TASK TO CARRY OUT:
Answer these questions from the AI ethics text.
(a) Who interviewed Zuck about AI?
(b) Which subreddit did the University of Zurich researchers target?
(c) What did the moderators request in their post, among other complaints?

[[ SUPPLIED PASSAGE open ]]

Topic

ai ethics

A collection of 2 issues

Mark Zuck wants you to have AI friends

He thinks it will be "really compelling" once "the AI starts to get to know you better and better." All this from an interview with Dwarkesh Patel on AI.

It's hollow and unsettling and could rob people of the chance to build genuine, messy friendships.

Here's what's actually compelling. Eric Hal Schwartz's TechRadar piece on Zuck missing the point of AI and the point of friendship:

But compelling conversation doesn't mean real friendship. AI isn’t your friend. It can’t be. And the more we try to make it one, the more we end up misunderstanding both AI and actual friendship. AI is a tool. An amazing, occasionally dazzling, often frustrating tool, but a tool no different than your text message autocomplete or your handy Swiss Army knife. It's designed to assist you and make your life easier.



It’s not a being. It has no inner monologue. It’s all surface and syntax. A robotic parrot that reads the internet instead of mimicking your catchphrases. Mimicry and scripted empathy are not real connections. They're just performance without sentience.

When AI knows exactly which buttons to push

The University of Zurich researchers wanted to know if LLMs can persuade internet users to change their minds. They targeted a popular subreddit /ChangeMyView, designed specifically for this purpose, and asked AI to craft arguments based on a Redditor’s posting history.

Did it work? Well, no paper from the unauthorized experiment will be published. But here's what preliminary findings revealed, as reported in The Atlantic:

In one sense, the AI comments appear to have been rather effective. When researchers asked the AI to personalize its arguments to a Redditor’s biographical details, including gender, age, and political leanings (inferred, courtesy of another AI model, through the Redditor’s post history), a surprising number of minds indeed appear to have been changed.⁠⁠ Those personalized AI arguments received, on average, far higher scores in the subreddit’s point system than nearly all human commenters, according to preliminary findings that the researchers shared with Reddit moderators and later made private. (This analysis, of course, assumes that no one else in the subreddit was using AI to hone their arguments.)

Moderators weren't happy. They published a comprehensive post in response, requesting an apology among other complaints.

What makes this whole thing deeply troubling:

The reaction probably also has to do with the unnerving notion that ChatGPT knows what buttons to push in our minds. It’s one thing to be fooled by some human Facebook researchers with dubious ethical standards, and another entirely to be duped by a cosplaying chatbot. I read through dozens of the AI comments, and although they weren’t all brilliant, most of them seemed reasonable and genuine enough. They made a lot of good points, and I found myself nodding along more than once. As the Zurich researchers warn, without more robust detection tools, AI bots might “seamlessly blend into online communities”—that is, assuming they haven’t already.

This becomes more troubling when paired with a recent NYT finding that AI hallucinations are worsening with the use of new reasoning systems.

[[ SUPPLIED PASSAGE closed ]]
[[ PROVIDED RECORDS open ]]

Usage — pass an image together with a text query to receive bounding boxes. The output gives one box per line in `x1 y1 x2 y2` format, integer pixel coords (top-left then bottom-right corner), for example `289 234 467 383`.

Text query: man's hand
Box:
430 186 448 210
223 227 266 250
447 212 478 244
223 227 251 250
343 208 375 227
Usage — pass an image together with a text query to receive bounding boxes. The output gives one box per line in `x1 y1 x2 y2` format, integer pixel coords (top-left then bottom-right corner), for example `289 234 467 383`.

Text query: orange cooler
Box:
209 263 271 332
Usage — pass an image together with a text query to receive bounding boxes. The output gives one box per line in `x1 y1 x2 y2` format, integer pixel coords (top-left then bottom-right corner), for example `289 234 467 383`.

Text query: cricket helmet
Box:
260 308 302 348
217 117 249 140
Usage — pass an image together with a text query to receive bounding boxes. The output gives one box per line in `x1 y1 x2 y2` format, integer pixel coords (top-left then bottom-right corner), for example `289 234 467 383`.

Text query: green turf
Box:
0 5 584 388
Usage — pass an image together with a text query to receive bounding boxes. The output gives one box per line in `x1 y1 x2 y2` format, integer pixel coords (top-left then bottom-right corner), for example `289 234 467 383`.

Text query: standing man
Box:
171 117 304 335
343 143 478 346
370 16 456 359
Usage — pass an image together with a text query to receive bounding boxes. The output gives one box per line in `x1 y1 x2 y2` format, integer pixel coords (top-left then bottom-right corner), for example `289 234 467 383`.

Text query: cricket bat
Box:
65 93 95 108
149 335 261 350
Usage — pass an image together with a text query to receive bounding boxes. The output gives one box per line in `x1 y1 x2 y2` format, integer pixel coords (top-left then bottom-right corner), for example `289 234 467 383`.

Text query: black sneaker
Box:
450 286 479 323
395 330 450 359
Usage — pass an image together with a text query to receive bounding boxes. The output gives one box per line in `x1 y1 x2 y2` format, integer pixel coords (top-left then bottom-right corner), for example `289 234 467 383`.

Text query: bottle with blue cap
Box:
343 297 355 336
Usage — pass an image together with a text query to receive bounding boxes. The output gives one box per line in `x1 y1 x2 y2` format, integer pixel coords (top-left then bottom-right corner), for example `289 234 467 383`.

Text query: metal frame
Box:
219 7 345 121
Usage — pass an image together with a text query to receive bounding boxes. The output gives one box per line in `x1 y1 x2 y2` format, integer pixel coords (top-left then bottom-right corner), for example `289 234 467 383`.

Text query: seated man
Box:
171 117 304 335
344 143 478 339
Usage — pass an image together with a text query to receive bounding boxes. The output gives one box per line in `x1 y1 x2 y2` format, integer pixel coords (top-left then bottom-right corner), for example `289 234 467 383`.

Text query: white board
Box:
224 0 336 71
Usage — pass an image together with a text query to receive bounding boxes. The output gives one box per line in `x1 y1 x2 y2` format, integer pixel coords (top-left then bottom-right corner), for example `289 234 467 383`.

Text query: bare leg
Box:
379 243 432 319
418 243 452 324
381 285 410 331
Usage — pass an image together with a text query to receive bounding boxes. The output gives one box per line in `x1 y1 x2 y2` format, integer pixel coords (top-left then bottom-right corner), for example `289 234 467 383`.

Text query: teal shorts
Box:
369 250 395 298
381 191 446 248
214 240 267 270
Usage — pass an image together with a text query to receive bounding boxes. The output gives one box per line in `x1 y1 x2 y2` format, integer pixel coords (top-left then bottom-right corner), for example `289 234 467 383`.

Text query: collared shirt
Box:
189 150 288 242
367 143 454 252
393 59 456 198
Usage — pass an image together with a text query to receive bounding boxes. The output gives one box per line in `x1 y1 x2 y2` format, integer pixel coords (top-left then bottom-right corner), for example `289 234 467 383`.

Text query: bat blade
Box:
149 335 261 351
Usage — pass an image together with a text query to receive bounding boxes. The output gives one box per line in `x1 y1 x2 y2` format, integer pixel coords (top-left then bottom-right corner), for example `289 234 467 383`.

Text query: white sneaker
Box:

[[ PROVIDED RECORDS closed ]]

FINISHED TASK:
(a) Dwarkesh Patel
(b) /ChangeMyView
(c) An apology